> [PAGE EXCERPT]
Sales in eight out of thirteen groups surge, led by online retail even as the weekly jobless claims spike
US retail sales edged 0.2% higher in November, lower than the estimated 0.5% increase, amid a slowdown in ex-autos, which rose by a modest 0.1%, sharply below consensus estimates of 0.4%. The numbers, released in the mid of December were accompanied by an upward adjustment in the October retail sales– up to 0.4% versus the 0.3% reported earlier. Retail sales ex-autos for October remained unchanged.
Slower retail sales are not a good sign for the economy as softer consumer spending, which makes up for two-thirds of the US GDP, may cause an inventory build-up in companies, and continued weakness may lead to a cut in the fourth quarter economic forecasts.
Within retail sales, eight of the 13 groups showed an increase, with notable gains in online retailers, auto, electronics, and appliance stores. On the other hand, the classes which dragged the numbers down were primarily restaurants, health, and personal care stores. Despite the slow-down in these categories, there is hope that retail sales will continue to propel growth in the US economy in Q4.
The softer retail sales growth figures followed the spike in the weekly jobless claims – which rose to 252,000 from 203,000 just a week earlier, also to 7-month lows. The volatility in the jobless claims is seen as a consequence of a delayed Thanksgiving holiday this year that might have thrown off the models. It is also surprising that the jobless rate surged after a resilient month when the number of unemployed fell to 3.5%, the lowest in about 50 years.

> [ABOUT THIS EXERCISE] Copy the text on US retail sales in November word for word, in full.

Dataset entries
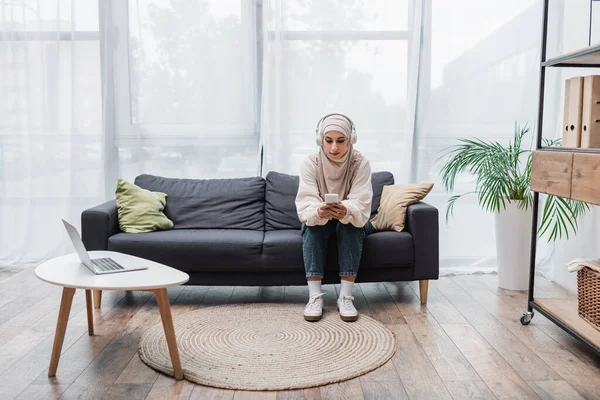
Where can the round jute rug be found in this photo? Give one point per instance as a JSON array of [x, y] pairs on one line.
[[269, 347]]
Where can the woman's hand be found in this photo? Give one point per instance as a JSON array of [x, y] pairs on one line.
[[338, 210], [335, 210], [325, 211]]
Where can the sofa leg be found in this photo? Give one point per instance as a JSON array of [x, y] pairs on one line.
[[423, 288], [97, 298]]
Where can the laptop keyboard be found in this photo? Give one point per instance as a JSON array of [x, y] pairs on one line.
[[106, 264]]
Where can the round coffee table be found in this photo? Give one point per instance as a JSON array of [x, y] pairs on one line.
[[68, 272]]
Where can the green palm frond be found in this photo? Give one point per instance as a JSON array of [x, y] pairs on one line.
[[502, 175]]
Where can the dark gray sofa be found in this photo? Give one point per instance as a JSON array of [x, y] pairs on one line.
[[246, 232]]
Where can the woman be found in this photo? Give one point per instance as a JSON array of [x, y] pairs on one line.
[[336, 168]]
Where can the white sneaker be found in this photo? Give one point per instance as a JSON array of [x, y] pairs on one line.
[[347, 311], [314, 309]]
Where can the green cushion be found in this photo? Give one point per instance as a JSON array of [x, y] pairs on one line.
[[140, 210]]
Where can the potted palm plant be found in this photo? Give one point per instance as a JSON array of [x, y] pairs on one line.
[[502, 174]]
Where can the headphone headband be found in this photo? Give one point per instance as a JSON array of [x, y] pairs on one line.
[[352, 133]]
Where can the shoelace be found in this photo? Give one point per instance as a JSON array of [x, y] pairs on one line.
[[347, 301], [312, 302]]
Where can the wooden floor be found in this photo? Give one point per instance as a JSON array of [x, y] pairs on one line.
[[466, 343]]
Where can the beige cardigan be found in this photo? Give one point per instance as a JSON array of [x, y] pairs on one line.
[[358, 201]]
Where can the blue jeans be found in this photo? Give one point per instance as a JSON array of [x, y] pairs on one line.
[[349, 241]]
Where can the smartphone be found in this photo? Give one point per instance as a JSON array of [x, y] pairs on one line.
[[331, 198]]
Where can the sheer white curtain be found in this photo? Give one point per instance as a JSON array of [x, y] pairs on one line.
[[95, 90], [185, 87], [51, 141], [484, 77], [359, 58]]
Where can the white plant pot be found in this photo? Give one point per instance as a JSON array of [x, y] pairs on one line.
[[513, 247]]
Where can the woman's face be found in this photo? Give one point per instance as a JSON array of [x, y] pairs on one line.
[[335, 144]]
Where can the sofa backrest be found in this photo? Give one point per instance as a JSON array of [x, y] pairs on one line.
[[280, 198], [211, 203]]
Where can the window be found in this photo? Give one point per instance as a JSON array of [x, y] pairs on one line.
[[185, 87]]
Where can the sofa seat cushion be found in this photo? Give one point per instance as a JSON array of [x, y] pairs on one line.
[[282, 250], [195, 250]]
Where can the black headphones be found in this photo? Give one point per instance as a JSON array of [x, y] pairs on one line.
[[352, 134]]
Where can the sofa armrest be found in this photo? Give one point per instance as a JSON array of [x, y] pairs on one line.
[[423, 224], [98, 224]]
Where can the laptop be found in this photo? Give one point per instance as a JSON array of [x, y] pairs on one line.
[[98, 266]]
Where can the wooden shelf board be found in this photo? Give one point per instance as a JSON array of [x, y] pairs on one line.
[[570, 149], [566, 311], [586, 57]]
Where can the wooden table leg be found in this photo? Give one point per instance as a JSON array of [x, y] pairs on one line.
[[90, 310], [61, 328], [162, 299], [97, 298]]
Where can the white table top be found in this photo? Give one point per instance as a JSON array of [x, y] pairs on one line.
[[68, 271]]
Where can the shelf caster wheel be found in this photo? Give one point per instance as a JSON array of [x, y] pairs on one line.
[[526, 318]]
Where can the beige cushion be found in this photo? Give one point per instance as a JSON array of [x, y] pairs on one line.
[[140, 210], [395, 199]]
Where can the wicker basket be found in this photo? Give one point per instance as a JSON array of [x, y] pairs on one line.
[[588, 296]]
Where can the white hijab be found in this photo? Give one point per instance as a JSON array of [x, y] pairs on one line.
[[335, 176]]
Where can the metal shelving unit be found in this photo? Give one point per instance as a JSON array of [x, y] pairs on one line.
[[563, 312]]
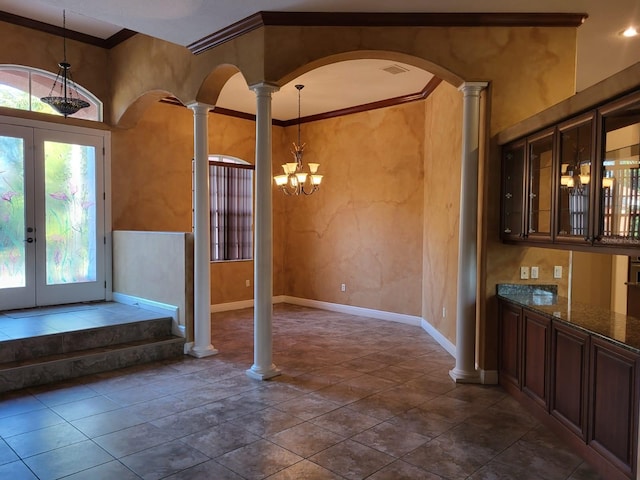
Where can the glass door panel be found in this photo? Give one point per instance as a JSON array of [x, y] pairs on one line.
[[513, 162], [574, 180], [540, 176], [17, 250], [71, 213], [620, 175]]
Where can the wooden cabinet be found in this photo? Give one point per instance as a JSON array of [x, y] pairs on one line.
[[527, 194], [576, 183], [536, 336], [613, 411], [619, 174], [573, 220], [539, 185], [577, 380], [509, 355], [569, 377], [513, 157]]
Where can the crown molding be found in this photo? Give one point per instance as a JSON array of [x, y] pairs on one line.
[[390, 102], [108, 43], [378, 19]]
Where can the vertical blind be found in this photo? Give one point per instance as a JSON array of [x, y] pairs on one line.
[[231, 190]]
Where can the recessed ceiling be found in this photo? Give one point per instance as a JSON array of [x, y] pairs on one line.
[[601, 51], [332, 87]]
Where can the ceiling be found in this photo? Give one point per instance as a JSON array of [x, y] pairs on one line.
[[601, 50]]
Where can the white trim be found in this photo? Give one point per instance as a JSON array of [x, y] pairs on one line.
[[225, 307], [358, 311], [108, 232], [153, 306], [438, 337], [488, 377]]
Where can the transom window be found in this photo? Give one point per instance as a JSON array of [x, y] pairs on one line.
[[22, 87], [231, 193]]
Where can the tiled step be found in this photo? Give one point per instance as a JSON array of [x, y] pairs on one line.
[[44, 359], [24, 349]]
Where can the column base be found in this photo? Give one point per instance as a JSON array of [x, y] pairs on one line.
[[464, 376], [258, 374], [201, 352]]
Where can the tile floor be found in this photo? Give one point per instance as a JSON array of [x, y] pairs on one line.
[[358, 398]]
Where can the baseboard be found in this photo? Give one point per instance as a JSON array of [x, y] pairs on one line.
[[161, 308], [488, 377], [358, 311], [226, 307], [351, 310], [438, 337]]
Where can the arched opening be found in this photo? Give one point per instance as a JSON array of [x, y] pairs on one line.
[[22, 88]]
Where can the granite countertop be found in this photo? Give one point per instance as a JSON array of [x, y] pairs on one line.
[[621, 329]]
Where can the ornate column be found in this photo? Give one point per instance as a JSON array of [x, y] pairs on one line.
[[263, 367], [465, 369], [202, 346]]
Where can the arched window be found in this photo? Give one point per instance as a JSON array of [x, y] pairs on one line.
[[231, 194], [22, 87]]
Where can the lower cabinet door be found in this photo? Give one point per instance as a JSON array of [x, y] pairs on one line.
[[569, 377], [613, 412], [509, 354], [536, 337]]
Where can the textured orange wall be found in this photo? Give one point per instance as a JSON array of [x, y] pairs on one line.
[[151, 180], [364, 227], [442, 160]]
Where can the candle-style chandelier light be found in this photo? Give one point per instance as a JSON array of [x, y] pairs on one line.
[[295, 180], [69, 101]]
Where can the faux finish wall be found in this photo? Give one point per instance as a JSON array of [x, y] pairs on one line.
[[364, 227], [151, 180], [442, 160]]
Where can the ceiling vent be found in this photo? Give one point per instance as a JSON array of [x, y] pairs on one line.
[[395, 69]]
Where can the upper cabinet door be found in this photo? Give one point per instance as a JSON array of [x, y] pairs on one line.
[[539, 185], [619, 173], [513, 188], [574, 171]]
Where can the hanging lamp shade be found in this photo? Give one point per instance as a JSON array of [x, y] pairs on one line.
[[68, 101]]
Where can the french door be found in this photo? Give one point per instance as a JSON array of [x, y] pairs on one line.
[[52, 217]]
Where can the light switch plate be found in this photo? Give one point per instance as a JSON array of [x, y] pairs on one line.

> [ANSWER TO THIS TASK]
Sales in eight out of thirteen groups surge, led by online retail even as the weekly jobless claims spike
US retail sales edged 0.2% higher in November, lower than the estimated 0.5% increase, amid a slowdown in ex-autos, which rose by a modest 0.1%, sharply below consensus estimates of 0.4%. The numbers, released in the mid of December were accompanied by an upward adjustment in the October retail sales– up to 0.4% versus the 0.3% reported earlier. Retail sales ex-autos for October remained unchanged.
Slower retail sales are not a good sign for the economy as softer consumer spending, which makes up for two-thirds of the US GDP, may cause an inventory build-up in companies, and continued weakness may lead to a cut in the fourth quarter economic forecasts.
Within retail sales, eight of the 13 groups showed an increase, with notable gains in online retailers, auto, electronics, and appliance stores. On the other hand, the classes which dragged the numbers down were primarily restaurants, health, and personal care stores. Despite the slow-down in these categories, there is hope that retail sales will continue to propel growth in the US economy in Q4.
The softer retail sales growth figures followed the spike in the weekly jobless claims – which rose to 252,000 from 203,000 just a week earlier, also to 7-month lows. The volatility in the jobless claims is seen as a consequence of a delayed Thanksgiving holiday this year that might have thrown off the models. It is also surprising that the jobless rate surged after a resilient month when the number of unemployed fell to 3.5%, the lowest in about 50 years.